Work task:
With the first line below as the start and the line containing "target | small green leaf" as the end, copy every line between them exactly, ends included.

Given records:
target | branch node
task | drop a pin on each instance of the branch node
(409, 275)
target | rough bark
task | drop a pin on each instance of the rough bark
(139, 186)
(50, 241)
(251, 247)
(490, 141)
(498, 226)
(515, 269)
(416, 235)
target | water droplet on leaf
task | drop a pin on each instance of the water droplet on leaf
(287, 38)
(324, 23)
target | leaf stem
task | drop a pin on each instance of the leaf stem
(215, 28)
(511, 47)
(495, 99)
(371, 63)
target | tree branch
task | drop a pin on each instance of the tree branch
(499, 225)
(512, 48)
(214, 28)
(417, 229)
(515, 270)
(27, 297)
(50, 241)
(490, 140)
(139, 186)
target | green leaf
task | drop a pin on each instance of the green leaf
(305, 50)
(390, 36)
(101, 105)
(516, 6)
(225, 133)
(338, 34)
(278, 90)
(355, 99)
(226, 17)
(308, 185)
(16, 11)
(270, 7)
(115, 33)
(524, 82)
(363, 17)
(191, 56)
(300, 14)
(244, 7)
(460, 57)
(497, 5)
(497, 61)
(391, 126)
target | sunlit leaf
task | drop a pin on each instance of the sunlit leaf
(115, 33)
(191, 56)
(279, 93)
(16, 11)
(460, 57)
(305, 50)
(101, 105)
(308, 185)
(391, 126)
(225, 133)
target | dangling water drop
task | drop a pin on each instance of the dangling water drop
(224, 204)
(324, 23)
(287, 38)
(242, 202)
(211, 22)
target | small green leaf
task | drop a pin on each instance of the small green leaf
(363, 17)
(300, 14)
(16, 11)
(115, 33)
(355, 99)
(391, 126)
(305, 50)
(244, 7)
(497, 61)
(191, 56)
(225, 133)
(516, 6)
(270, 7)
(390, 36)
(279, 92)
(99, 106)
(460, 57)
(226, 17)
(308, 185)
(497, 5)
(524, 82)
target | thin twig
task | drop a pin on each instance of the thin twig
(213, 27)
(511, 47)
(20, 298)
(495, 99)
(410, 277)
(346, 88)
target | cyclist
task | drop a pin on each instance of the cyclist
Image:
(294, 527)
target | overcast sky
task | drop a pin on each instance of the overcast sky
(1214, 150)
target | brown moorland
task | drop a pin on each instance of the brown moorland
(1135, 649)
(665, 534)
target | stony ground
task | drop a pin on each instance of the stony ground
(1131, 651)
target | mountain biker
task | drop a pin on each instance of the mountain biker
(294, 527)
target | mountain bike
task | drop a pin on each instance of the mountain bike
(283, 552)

Exercise result:
target | branch node
task | drop a pin on each instance of the branch node
(409, 275)
target | rough bark
task | drop a pin on each instance of the rough bark
(139, 186)
(50, 241)
(251, 247)
(490, 141)
(498, 226)
(515, 269)
(416, 235)
target | water droplet on leaf
task | drop a pin on each instance of the water droplet on leaf
(287, 38)
(324, 23)
target | leaf stem
task | drop a pin on each instance of the leaf stem
(215, 28)
(511, 47)
(495, 99)
(371, 63)
target | tree branch
task | drop a pin on each instance of the tree branch
(499, 225)
(512, 48)
(214, 28)
(417, 229)
(515, 270)
(27, 297)
(50, 241)
(490, 140)
(139, 186)
target | green leaf
task | drop a pin on each instance of the green leaf
(305, 50)
(390, 36)
(101, 105)
(516, 6)
(225, 133)
(338, 34)
(278, 90)
(355, 99)
(226, 17)
(308, 185)
(16, 11)
(270, 7)
(115, 33)
(524, 82)
(363, 17)
(191, 56)
(300, 14)
(244, 7)
(460, 57)
(497, 5)
(497, 61)
(391, 126)
target | sunlit leaf
task | drop a pin on each instance of the sunlit leaf
(115, 33)
(191, 56)
(279, 93)
(16, 11)
(460, 57)
(305, 50)
(101, 105)
(308, 185)
(391, 126)
(225, 133)
target | dangling water drop
task | drop a pin on each instance of the dangling water drop
(224, 204)
(324, 23)
(287, 38)
(242, 202)
(211, 22)
target | small green leaf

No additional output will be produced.